(Directions) All records that follow are to be output exactly.

+===+

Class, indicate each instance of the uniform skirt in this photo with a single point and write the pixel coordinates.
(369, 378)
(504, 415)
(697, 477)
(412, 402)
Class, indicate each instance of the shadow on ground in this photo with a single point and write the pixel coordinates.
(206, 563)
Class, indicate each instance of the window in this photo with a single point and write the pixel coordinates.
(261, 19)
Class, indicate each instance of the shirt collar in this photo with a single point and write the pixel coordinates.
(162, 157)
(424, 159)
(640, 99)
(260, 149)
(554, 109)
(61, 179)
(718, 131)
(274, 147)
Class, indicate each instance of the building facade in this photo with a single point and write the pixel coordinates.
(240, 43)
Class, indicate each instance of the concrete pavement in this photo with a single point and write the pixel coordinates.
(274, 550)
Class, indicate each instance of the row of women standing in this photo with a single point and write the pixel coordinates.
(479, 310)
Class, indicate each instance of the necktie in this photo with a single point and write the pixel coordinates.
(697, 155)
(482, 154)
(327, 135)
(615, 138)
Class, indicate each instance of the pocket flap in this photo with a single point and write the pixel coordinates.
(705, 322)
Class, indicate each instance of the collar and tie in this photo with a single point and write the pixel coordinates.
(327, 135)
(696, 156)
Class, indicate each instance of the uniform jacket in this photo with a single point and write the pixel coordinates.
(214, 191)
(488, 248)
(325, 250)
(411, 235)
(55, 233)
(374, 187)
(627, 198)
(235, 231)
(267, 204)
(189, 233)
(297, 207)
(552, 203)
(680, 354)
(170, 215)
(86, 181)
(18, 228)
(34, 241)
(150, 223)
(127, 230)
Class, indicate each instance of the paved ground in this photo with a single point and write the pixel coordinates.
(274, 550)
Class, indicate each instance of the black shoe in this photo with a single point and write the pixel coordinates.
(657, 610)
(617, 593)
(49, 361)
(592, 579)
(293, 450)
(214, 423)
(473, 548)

+===+

(Output of the exercise)
Class, indicate each instance of the uniform skirt in this photo with a single point and write the pixel coordinates.
(369, 378)
(504, 415)
(697, 477)
(412, 402)
Class, indicate each instance of the shadow on ground in this photo with a single point and write the pixel coordinates.
(206, 563)
Class, indicate each instance of the window in this photo with a single point and write the pixel coordinates.
(261, 19)
Class, indicate each instance of the shirt collar in this photo with a single point and write the pixel coordinates.
(162, 157)
(424, 159)
(640, 99)
(260, 149)
(554, 109)
(61, 179)
(718, 131)
(274, 147)
Class, indicate each instance of the building facade in this photo with a single point and write the pixel coordinates.
(240, 43)
Class, indicate each instance of the concrete pavement in this photo with a single point and write the pixel coordinates.
(274, 550)
Class, indicate each instance of the row of women standing in this photo with a single point and write the pixel coordinates.
(479, 310)
Class, indicate each instance of the necktie in this photo with a single point and write the pixel coordinates.
(697, 155)
(482, 154)
(327, 135)
(615, 138)
Class, indicate each instance of the pocket flap in this photo with a single point and write the pixel coordinates.
(705, 322)
Class, indicate each instance of the collar and tie in this photo with a single point and write the pixel coordinates.
(327, 135)
(696, 156)
Class, indicate each instance of the uniform jacket in this photo with a single point and write the pixel coordinates.
(214, 191)
(488, 248)
(325, 250)
(411, 235)
(55, 233)
(374, 187)
(627, 198)
(235, 231)
(267, 204)
(189, 233)
(297, 207)
(552, 203)
(680, 354)
(170, 215)
(86, 181)
(18, 228)
(34, 241)
(150, 223)
(127, 230)
Class, indicate each instance of the paved ground in this photo with a single point and write the pixel coordinates.
(274, 550)
Class, indicate each instance of the black shoe in this photo with a single point and write the pixel coordinates.
(657, 610)
(617, 593)
(49, 361)
(592, 579)
(293, 450)
(214, 423)
(473, 548)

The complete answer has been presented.